### Provided entries ###
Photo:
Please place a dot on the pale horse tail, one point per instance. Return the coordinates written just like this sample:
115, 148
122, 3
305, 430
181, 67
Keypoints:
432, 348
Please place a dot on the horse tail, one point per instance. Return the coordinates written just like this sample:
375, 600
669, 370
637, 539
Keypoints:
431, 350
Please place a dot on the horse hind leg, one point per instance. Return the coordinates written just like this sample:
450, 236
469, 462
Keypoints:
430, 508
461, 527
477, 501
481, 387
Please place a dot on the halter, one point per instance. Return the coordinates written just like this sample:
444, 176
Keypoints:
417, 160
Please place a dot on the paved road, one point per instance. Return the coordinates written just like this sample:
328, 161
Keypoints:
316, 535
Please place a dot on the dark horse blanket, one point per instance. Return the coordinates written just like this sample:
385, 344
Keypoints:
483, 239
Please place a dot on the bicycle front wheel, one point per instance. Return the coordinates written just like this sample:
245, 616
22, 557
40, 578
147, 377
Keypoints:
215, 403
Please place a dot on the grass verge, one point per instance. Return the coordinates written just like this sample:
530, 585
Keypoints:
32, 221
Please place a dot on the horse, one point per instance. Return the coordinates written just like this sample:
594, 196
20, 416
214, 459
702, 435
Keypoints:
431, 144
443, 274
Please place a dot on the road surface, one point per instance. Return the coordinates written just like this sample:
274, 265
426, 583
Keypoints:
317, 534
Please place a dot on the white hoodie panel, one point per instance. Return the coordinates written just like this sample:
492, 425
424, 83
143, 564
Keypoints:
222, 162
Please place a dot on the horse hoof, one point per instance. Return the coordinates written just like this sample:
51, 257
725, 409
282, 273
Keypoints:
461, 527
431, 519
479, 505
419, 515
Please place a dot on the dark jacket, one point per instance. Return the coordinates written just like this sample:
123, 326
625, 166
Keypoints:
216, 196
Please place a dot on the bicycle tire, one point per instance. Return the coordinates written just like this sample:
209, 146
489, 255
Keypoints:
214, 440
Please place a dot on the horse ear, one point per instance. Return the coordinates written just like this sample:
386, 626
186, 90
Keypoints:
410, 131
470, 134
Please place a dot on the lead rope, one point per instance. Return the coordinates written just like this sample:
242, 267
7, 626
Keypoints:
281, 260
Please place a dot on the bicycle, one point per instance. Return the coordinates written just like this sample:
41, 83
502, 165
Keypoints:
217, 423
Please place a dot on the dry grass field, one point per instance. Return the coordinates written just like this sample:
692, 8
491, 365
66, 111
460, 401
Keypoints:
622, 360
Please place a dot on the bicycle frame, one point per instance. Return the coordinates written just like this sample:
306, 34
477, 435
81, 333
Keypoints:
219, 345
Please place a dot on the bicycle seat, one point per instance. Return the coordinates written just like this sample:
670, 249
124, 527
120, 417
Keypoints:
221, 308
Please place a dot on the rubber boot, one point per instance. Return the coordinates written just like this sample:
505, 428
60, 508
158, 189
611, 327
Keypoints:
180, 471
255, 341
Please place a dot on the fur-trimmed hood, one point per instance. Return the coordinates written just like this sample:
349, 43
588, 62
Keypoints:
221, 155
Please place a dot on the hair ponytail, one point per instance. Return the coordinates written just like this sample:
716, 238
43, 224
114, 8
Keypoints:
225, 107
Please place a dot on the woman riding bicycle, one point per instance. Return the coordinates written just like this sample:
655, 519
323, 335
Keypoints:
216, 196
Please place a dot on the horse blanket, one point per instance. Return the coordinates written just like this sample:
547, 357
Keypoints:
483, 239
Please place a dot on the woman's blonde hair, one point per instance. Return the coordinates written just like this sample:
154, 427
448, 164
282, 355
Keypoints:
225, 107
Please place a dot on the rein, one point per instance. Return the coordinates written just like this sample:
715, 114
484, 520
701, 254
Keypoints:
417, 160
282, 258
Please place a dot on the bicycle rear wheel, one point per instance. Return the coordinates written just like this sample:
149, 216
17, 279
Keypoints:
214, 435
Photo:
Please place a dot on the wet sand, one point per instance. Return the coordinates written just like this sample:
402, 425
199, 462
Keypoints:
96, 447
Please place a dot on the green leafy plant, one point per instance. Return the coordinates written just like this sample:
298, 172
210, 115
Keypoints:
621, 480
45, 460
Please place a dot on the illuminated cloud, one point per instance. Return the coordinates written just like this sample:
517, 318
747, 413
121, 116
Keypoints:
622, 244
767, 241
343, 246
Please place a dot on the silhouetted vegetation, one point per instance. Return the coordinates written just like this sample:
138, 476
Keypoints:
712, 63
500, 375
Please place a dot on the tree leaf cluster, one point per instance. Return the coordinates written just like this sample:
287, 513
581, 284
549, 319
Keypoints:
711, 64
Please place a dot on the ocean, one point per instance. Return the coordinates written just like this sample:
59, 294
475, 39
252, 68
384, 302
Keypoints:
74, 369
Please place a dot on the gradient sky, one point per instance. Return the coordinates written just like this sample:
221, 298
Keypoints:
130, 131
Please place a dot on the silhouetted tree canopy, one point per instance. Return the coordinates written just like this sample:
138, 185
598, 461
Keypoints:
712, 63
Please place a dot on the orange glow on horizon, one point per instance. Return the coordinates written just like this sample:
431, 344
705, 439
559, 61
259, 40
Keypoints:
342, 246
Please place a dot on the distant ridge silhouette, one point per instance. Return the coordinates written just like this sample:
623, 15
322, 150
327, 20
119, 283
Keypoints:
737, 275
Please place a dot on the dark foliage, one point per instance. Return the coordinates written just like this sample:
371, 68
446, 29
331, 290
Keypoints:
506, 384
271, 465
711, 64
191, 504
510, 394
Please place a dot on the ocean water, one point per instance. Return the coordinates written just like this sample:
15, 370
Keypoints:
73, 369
###
Make an exact copy of the material above.

[Completed exercise]
Photo:
Please place a dot on the pale horse tail, one point per instance. Return the coordinates written just like this sample:
115, 148
122, 3
305, 430
181, 67
Keypoints:
432, 348
Please place a dot on the horse tail, one point per instance. Return the coordinates written just like this sample:
375, 600
669, 370
637, 539
Keypoints:
431, 350
Please place a dot on the horse hind leg, one point per instance. Return the coordinates written just like this sample:
450, 236
469, 462
Keypoints:
430, 508
461, 527
477, 501
481, 387
Please place a dot on the halter, one point per instance. Return the coordinates written just like this sample:
444, 176
Keypoints:
417, 160
Please place a dot on the paved road, one point per instance. Return the coordinates written just like this sample:
328, 161
Keypoints:
316, 535
Please place a dot on the dark horse blanket, one point per instance. Return the coordinates written just like this sample:
385, 344
Keypoints:
483, 239
Please place a dot on the bicycle front wheel, one point per instance. Return the coordinates written just like this sample:
245, 616
22, 557
40, 578
147, 377
Keypoints:
215, 403
Please place a dot on the grass verge, one point per instance. Return the coordinates written just like this sample:
530, 585
Keypoints:
32, 221
Please place a dot on the horse, one point per instance. Return the coordinates written just like this sample:
594, 196
20, 416
214, 459
702, 435
Keypoints:
431, 144
443, 274
Please place a dot on the road surface, one point per instance. Return the coordinates written just like this sample:
274, 265
426, 583
Keypoints:
317, 534
Please place a dot on the white hoodie panel, one point per instance. Return the coordinates written just like this sample:
492, 425
424, 83
143, 564
Keypoints:
222, 162
Please place a dot on the horse hoof, one point per instance. Return the coordinates written just like this sample:
51, 257
725, 409
282, 273
Keypoints:
461, 527
431, 519
479, 505
419, 515
Please place a dot on the dark jacket, one point per instance. Return the coordinates written just like this sample:
123, 326
625, 166
Keypoints:
216, 196
Please place a dot on the bicycle tire, one point per instance. Return the coordinates written just like this sample:
209, 146
489, 255
Keypoints:
214, 440
Please place a dot on the horse ear, one point per instance. Return the coordinates written just like this sample:
386, 626
186, 90
Keypoints:
410, 131
470, 134
Please place a dot on the lead rope, one point per instance. Return the coordinates written just like this sample:
242, 267
7, 626
Keypoints:
281, 260
Please place a dot on the bicycle, one point per instance. Return the coordinates written just like this sample:
41, 83
502, 165
Keypoints:
217, 423
Please place a dot on the dry grass field, one point per instance. Return the coordinates written just like this sample:
692, 8
491, 365
66, 111
460, 401
Keypoints:
622, 360
Please place a dot on the bicycle frame, one point per instance. Return the coordinates written just like this sample:
306, 34
477, 435
81, 333
Keypoints:
219, 345
Please place a dot on the bicycle seat, one point per instance. Return the coordinates written just like this sample:
670, 249
124, 527
120, 417
Keypoints:
221, 308
Please place a dot on the rubber boot, one point per instance. Return the coordinates written just like this sample:
505, 428
60, 508
158, 189
611, 327
Keypoints:
180, 471
255, 341
Please place a dot on the fur-trimmed hood, one point per instance. Return the coordinates written just like this sample:
349, 43
588, 62
Keypoints:
221, 155
Please place a dot on the hair ponytail, one point per instance. Return the coordinates written just like this sample:
716, 238
43, 224
114, 8
Keypoints:
225, 107
Please place a dot on the woman riding bicycle, one point per instance. Return the coordinates written just like this sample:
655, 519
323, 335
Keypoints:
216, 196
Please place a dot on the horse blanket, one point per instance. Return the coordinates written just like this sample:
547, 357
Keypoints:
483, 239
Please place a dot on the woman's blonde hair, one point per instance. Return the coordinates written just like this sample:
154, 427
448, 164
282, 355
Keypoints:
225, 107
Please place a dot on the rein, one point per instance. Return the coordinates written just like this sample:
715, 114
484, 520
701, 254
Keypoints:
417, 160
282, 258
Please place a dot on the bicycle rear wheel, one point per instance. Return the coordinates written just like this sample:
149, 216
17, 279
Keypoints:
214, 435
Photo:
Please place a dot on the wet sand, one point per instance. Return the coordinates written just like this sample:
402, 425
199, 462
Keypoints:
96, 447
Please place a dot on the green leafy plant, one point per instance. Return the coordinates written just like this sample:
298, 172
210, 115
Keypoints:
621, 480
45, 460
Please place a dot on the illuminated cloud, one point per instance. Return the coordinates written just like this sample:
517, 318
747, 413
121, 116
Keypoints:
622, 244
767, 241
343, 246
Please place a dot on the silhouetted vegetation, one point per instance. Return the coordinates written just like this sample:
138, 476
Keypoints:
712, 63
500, 375
Please place a dot on the tree leaf cluster, one point per instance. Return the coordinates written just like this sample:
287, 513
581, 284
549, 319
Keypoints:
711, 64
Please place a dot on the ocean, one point per instance. Return the coordinates written just like this sample:
59, 294
475, 39
252, 68
384, 302
Keypoints:
74, 369
Please place a dot on the gradient sky, one point per instance. Return the coordinates written just like this sample:
221, 298
Keypoints:
130, 131
Please place a dot on the silhouetted tree canopy, one point per instance. Return the coordinates written just like this sample:
138, 185
598, 461
Keypoints:
712, 63
Please place a dot on the orange glow on horizon, one point per instance. Return the coordinates written just like this sample:
431, 344
705, 439
559, 61
259, 40
Keypoints:
342, 246
Please place a dot on the distant ridge silhouette, one point per instance. Return the coordinates written just like this sample:
623, 15
322, 150
327, 20
119, 283
Keypoints:
737, 275
Please place a dot on the dark foliage, one point per instance. Return the coordinates written just like this sample:
371, 68
446, 29
331, 290
Keypoints:
506, 384
271, 465
711, 64
191, 504
510, 394
Please place a dot on the ocean water, one point per instance. Return the coordinates written just like this sample:
15, 370
Keypoints:
73, 369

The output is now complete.